§ Goal of the exercise: Convert all of the rows below into a single numbered list, leaving out any blank lines.
>> start Supplied information
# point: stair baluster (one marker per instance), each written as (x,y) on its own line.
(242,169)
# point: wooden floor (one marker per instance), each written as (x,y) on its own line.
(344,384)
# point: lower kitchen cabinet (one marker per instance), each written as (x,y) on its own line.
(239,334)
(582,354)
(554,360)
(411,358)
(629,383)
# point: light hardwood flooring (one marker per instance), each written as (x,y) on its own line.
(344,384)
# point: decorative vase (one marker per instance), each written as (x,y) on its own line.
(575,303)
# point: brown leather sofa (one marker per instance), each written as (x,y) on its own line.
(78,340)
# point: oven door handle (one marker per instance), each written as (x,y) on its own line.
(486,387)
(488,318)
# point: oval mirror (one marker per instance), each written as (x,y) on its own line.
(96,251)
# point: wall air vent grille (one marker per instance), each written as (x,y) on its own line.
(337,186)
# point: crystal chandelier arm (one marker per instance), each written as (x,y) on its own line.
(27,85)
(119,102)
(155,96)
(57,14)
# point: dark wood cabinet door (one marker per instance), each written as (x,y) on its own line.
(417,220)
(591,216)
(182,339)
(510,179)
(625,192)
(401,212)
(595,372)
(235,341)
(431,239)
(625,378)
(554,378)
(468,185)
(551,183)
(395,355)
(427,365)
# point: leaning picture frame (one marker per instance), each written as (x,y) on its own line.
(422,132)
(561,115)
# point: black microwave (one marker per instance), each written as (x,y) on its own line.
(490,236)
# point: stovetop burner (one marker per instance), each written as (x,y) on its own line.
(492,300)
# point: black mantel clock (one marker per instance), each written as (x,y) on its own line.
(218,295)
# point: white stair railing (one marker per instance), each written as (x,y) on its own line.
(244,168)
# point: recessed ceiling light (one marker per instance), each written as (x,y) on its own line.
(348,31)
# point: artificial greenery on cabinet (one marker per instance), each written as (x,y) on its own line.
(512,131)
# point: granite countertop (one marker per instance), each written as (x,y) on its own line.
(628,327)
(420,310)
>> end Supplied information
§ Solution to the exercise:
1. # point: stair baluster (one marker per instance), each written as (x,y) on its own line.
2. (242,169)
3. # point: wooden floor (one marker per instance), each written as (x,y) on its own line.
4. (344,384)
5. # point: lower kitchen cabinet (one marker per instance), each written as (x,y) on its own line.
6. (239,334)
7. (582,354)
8. (554,360)
9. (411,358)
10. (629,383)
11. # point: light hardwood flooring (one marker per instance), each written as (x,y) on its own line.
12. (344,384)
13. # point: decorative vase (one marker per instance), each written as (x,y) on its own line.
14. (575,303)
15. # point: brown leather sofa (one marker per instance), each written as (x,y) on its own line.
16. (78,340)
17. # point: oven door handle (one marker per instance), each written as (x,y) on its own line.
18. (486,387)
19. (488,318)
20. # point: oval mirror (one marker per instance), each written as (x,y) on its own line.
21. (96,251)
22. # point: wall air vent grille (one marker per instance), each written as (x,y) on its own line.
23. (337,186)
24. # point: crystal chandelier arm (one marker per instance), each written as (x,y) on its own line.
25. (27,85)
26. (119,102)
27. (155,96)
28. (57,14)
29. # point: dark wood cabinet door (one marker per instance), each written as (x,y) on its own line.
30. (417,220)
31. (591,216)
32. (182,339)
33. (510,179)
34. (625,192)
35. (401,212)
36. (595,372)
37. (235,341)
38. (431,239)
39. (625,378)
40. (554,378)
41. (468,185)
42. (551,183)
43. (395,355)
44. (427,365)
45. # point: leaning picture frame (one marker per instance), each written as (x,y) on its own line.
46. (422,132)
47. (561,115)
48. # point: black microwave (one marker per instance), each written as (x,y) on its own line.
49. (490,236)
50. # point: stovetop burner (one marker per instance), each written as (x,y) on its own line.
51. (492,300)
52. # point: black mantel clock (one marker per instance), each written as (x,y) on its own line.
53. (218,295)
54. # point: white stair railing (one marker per instance), each written as (x,y) on its own line.
55. (244,168)
56. # point: recessed ceiling light (one marker per instance), each written as (x,y) on its own line.
57. (348,31)
58. # point: artificial greenery on cabinet (one marker per instance), each written as (x,y) on its own line.
59. (512,131)
60. # point: granite countertop (one marker per instance), each written as (x,y) on its own line.
61. (628,327)
62. (420,310)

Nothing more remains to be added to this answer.